[start of PAGE EXCERPT]

The language, in such a case, must be ‘ “reasonably susceptible” ’ to the
proposed meaning.” (Hot Rods, LLC v. Northrop Grumman Systems Corp.
(2015) 242 Cal.App.4th 1166, 1175–1176; accord, Epic Communications,
Inc. v. Richwave Technology, Inc. (2015) 237 Cal.App.4th 1342, 1354–1355.)

      9 Adam cites Paragraph 22, which states:     “Each party acknowledges
that this Agreement effects the full, final, and complete settlement of all
claims by all Parties against each other . . . .” He also cites Paragraph 28:
“This is the entire agreement between the Parties with respect to the subject
matter of this Agreement, and it supersedes any and all prior agreements,
negotiations, or undertaking among the Parties . . . .” Kiyomi appears to
concede the BSA is fully integrated.

                                       26
If we determine the BSA is susceptible to Kiyomi’s interpretation, there is no
violation of its integration clauses because there is no alteration of its terms.
(See, e.g., Rosenfeld v. Abraham Joshua Heschel Day School, Inc. (2014) 226
Cal.App.4th 886, 897–898.)

[end of PAGE EXCERPT]
[start of DATA SECTION]

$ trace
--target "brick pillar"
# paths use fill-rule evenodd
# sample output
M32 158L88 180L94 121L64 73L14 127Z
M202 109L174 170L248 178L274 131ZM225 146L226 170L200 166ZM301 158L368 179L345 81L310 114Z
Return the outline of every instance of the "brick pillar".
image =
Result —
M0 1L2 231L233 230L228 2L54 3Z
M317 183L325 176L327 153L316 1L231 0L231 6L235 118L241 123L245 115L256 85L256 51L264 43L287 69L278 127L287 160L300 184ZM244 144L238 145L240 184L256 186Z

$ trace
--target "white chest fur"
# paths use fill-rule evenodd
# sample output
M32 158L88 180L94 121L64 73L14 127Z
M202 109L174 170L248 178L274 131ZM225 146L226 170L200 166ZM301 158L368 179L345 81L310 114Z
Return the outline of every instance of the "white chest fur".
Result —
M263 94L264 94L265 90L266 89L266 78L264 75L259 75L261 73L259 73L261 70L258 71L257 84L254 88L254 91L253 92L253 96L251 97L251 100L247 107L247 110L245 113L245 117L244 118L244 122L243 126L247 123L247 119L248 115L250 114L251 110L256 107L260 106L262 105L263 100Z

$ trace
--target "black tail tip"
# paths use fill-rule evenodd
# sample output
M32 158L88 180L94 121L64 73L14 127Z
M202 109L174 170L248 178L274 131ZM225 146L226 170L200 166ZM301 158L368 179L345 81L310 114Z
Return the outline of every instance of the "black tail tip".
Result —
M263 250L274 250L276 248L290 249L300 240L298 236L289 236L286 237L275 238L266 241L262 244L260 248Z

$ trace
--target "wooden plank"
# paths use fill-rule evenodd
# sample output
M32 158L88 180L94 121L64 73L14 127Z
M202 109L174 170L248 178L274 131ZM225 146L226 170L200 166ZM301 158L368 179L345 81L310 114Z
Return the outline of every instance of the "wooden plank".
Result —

[end of DATA SECTION]

WHAT YOU NEED TO DO ▸
Write out everything in the court opinion excerpt from "(2015) 242 Cal.App.4th" down to "of its terms.", swapping each "Parties" for "signatories". The entries are separate material and have no connection to the court opinion excerpt.

RIGHT ANSWER ▸
(2015) 242 Cal.App.4th 1166, 1175–1176; accord, Epic Communications,
Inc. v. Richwave Technology, Inc. (2015) 237 Cal.App.4th 1342, 1354–1355.)

      9 Adam cites Paragraph 22, which states:     “Each party acknowledges
that this Agreement effects the full, final, and complete settlement of all
claims by all signatories against each other . . . .” He also cites Paragraph 28:
“This is the entire agreement between the signatories with respect to the subject
matter of this Agreement, and it supersedes any and all prior agreements,
negotiations, or undertaking among the signatories . . . .” Kiyomi appears to
concede the BSA is fully integrated.

                                       26
If we determine the BSA is susceptible to Kiyomi’s interpretation, there is no
violation of its integration clauses because there is no alteration of its terms.